### THE PROBLEM
Output the data below exactly. Leave nothing out.

[SUPPLIED INFORMATION Boundary: Start]

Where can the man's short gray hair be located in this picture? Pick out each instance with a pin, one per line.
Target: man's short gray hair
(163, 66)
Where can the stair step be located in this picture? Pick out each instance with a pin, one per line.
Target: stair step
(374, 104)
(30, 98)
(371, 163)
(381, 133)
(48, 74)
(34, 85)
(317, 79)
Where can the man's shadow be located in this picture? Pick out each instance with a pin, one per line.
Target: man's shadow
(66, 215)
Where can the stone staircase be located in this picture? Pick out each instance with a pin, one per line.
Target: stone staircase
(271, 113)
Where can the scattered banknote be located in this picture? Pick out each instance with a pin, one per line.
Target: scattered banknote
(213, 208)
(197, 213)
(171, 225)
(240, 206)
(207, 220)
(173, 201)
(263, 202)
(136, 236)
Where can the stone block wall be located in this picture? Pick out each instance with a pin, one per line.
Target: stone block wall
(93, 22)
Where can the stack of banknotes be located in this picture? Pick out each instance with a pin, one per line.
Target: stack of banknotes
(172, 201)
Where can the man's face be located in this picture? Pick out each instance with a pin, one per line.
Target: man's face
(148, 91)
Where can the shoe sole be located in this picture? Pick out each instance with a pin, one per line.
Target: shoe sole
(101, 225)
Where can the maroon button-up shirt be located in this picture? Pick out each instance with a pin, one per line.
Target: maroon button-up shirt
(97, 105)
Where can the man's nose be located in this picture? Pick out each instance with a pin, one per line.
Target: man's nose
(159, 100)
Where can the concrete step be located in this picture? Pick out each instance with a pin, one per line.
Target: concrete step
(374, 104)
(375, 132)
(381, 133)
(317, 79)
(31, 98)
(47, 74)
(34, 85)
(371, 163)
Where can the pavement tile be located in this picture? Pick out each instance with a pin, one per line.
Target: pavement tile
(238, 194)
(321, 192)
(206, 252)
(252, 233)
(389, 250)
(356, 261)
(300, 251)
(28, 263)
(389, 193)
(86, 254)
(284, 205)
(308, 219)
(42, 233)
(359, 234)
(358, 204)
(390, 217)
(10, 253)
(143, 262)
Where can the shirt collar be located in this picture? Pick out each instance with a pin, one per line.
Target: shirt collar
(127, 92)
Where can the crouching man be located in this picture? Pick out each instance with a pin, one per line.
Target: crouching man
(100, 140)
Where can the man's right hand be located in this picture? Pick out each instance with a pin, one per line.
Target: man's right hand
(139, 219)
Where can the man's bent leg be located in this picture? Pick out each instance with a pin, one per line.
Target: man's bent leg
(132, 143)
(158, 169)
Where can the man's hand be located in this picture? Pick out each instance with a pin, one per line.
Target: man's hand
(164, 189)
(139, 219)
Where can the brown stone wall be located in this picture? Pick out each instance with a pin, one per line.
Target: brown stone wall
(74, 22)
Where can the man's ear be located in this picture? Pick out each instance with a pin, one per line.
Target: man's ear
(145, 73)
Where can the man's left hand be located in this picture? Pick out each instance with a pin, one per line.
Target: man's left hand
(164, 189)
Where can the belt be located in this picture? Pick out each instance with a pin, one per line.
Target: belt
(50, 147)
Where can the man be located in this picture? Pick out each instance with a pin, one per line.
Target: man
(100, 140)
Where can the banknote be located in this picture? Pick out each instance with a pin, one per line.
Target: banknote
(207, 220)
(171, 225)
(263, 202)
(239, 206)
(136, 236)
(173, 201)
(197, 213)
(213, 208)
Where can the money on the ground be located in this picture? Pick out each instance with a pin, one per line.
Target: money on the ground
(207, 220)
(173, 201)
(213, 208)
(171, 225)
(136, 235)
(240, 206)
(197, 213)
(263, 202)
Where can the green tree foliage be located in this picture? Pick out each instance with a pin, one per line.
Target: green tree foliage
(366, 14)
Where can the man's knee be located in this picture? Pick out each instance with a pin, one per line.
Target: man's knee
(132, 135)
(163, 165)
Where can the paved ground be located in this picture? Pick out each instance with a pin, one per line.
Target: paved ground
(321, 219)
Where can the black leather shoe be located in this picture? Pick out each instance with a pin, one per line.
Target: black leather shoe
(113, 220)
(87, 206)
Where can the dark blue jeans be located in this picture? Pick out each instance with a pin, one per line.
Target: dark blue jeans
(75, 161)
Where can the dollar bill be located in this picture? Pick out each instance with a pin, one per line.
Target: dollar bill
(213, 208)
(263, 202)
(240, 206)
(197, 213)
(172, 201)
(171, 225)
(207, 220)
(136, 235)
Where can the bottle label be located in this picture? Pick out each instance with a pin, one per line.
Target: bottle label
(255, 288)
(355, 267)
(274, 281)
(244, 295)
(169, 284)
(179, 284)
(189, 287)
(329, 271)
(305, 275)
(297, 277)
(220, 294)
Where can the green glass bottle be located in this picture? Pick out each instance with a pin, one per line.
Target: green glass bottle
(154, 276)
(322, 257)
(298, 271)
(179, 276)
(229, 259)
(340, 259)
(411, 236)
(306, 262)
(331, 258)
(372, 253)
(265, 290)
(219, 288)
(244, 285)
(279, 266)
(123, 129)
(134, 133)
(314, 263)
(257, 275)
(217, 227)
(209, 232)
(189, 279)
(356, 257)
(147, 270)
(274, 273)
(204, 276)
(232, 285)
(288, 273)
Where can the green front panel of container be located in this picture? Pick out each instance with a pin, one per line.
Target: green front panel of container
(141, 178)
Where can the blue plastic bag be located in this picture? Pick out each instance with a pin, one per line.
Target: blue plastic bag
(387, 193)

[SUPPLIED INFORMATION Boundary: End]

### RESPONSE TO THIS EXERCISE
Where can the man's short gray hair be located in this picture? Pick out each instance with a pin, one per line.
Target: man's short gray hair
(163, 66)
Where can the stair step be located in this picture? Pick out each instance with a pin, one per line.
Target: stair step
(374, 104)
(30, 98)
(371, 163)
(381, 133)
(48, 74)
(34, 85)
(317, 79)
Where can the man's shadow be located in this picture? Pick out each instance with a pin, one per line.
Target: man's shadow
(66, 215)
Where can the stone staircase be located in this picture? Pick out each instance with a pin, one per line.
Target: stone staircase
(271, 113)
Where can the scattered banknote be located in this picture? Pick out each instance with a pin, one per line.
Target: scattered banknote
(213, 208)
(197, 213)
(171, 225)
(240, 206)
(207, 220)
(173, 201)
(263, 202)
(136, 236)
Where can the stone block wall be located in this picture? Pick out each instance with a pin, one per line.
Target: stone block wall
(93, 22)
Where can the stack of banknotes be located in this picture? Pick out each instance with a pin, one per line.
Target: stack of banknotes
(172, 201)
Where can the man's face be located in this picture? Pick out each instance with a pin, one per line.
Target: man's face
(148, 91)
Where can the shoe sole be located in this picture? Pick out each instance with a pin, one per line.
Target: shoe sole
(101, 225)
Where can the maroon button-up shirt be located in this picture? Pick out each instance with a pin, one per line.
Target: maroon button-up shirt
(97, 105)
Where can the man's nose be located in this picture? Pick out each instance with a pin, one per line.
Target: man's nose
(159, 100)
Where can the concrete step be located in this picture? Pick out each instance with a pin, one per line.
Target: concrete step
(374, 104)
(375, 132)
(381, 133)
(317, 79)
(31, 98)
(47, 74)
(34, 85)
(371, 163)
Where can the pavement tile be located in this picture? Pick out each instance with a pin, one per line.
Target: pavement tile
(238, 194)
(321, 192)
(206, 252)
(252, 233)
(389, 250)
(356, 261)
(300, 251)
(28, 263)
(389, 193)
(86, 254)
(284, 205)
(308, 219)
(42, 233)
(359, 234)
(358, 204)
(390, 217)
(10, 253)
(143, 262)
Where can the shirt collar be located in this picture? Pick out each instance with a pin, one per line.
Target: shirt collar
(127, 92)
Where can the crouching man be located in this picture? Pick out each instance with a pin, one per line.
Target: crouching man
(100, 140)
Where can the man's right hand be located in this picture? Pick out each instance with a pin, one per line.
Target: man's right hand
(139, 219)
Where can the man's bent leg be located in this picture? Pick out each instance with a pin, one per line.
Target: man's bent leg
(132, 143)
(158, 169)
Where can the man's hand be located in this picture? Pick out each instance with a pin, one per line.
Target: man's hand
(164, 189)
(139, 219)
Where can the brown stone wall be located in this picture? Pick out each instance with a pin, one per line.
Target: brown stone wall
(74, 22)
Where can the man's ear be located in this picture? Pick out each instance with a pin, one per line.
Target: man's ear
(145, 73)
Where can the man's left hand be located in this picture? Pick out each instance with a pin, one per line.
Target: man's left hand
(164, 189)
Where can the belt be located in this picture? Pick out each instance with a pin, one per line.
Target: belt
(50, 147)
Where can the man be located in this picture? Pick out each instance with a pin, one per line.
Target: man
(100, 140)
Where can the banknote be located in this picture? Pick out each instance with a pin, one per line.
Target: banknote
(207, 220)
(171, 225)
(263, 202)
(239, 206)
(136, 236)
(173, 201)
(197, 213)
(213, 208)
Where can the money on the ground be located in this picture? Pick out each instance with a pin, one per line.
Target: money on the ground
(207, 220)
(173, 201)
(213, 208)
(171, 225)
(136, 235)
(240, 206)
(197, 213)
(263, 202)
Where can the green tree foliage be located in this picture? Pick out each instance with a pin, one per line.
Target: green tree foliage
(366, 14)
Where can the man's knee be located in this picture? Pick out each instance with a pin, one per line.
Target: man's knee
(132, 135)
(163, 165)
Where can the paved ground be located in this picture? Pick out each instance with a pin, one per line.
Target: paved ground
(321, 219)
Where can the black leather shoe be located in this picture? Pick out each instance with a pin, one per line.
Target: black leather shoe
(113, 220)
(87, 206)
Where can the dark blue jeans be located in this picture? Pick out each instance with a pin, one per line.
Target: dark blue jeans
(75, 161)
Where can the dollar bill be located in this picture? Pick out each instance with a pin, one per line.
Target: dollar bill
(213, 208)
(263, 202)
(240, 206)
(197, 213)
(172, 201)
(171, 225)
(207, 220)
(136, 235)
Where can the bottle label be located in this picture? Pick out each instance with a pin, one per line.
Target: bottle label
(255, 288)
(355, 267)
(274, 281)
(244, 295)
(169, 284)
(179, 284)
(189, 287)
(329, 271)
(305, 275)
(297, 277)
(220, 294)
Where can the green glass bottle be located in this picture? Pick out each instance with a pin, one per line.
Target: green glass bottle
(154, 276)
(322, 257)
(298, 271)
(179, 276)
(229, 259)
(340, 259)
(411, 236)
(306, 262)
(331, 258)
(372, 253)
(265, 290)
(219, 288)
(244, 285)
(279, 266)
(123, 129)
(134, 133)
(314, 263)
(257, 275)
(217, 227)
(209, 232)
(189, 279)
(356, 257)
(147, 270)
(274, 273)
(204, 276)
(232, 285)
(288, 273)
Where can the green front panel of container be located in this picture? Pick out each instance with a pin, one per line.
Target: green front panel of container
(141, 178)
Where can the blue plastic bag be located in this picture? Pick out each instance with a pin, one per line.
Target: blue plastic bag
(387, 193)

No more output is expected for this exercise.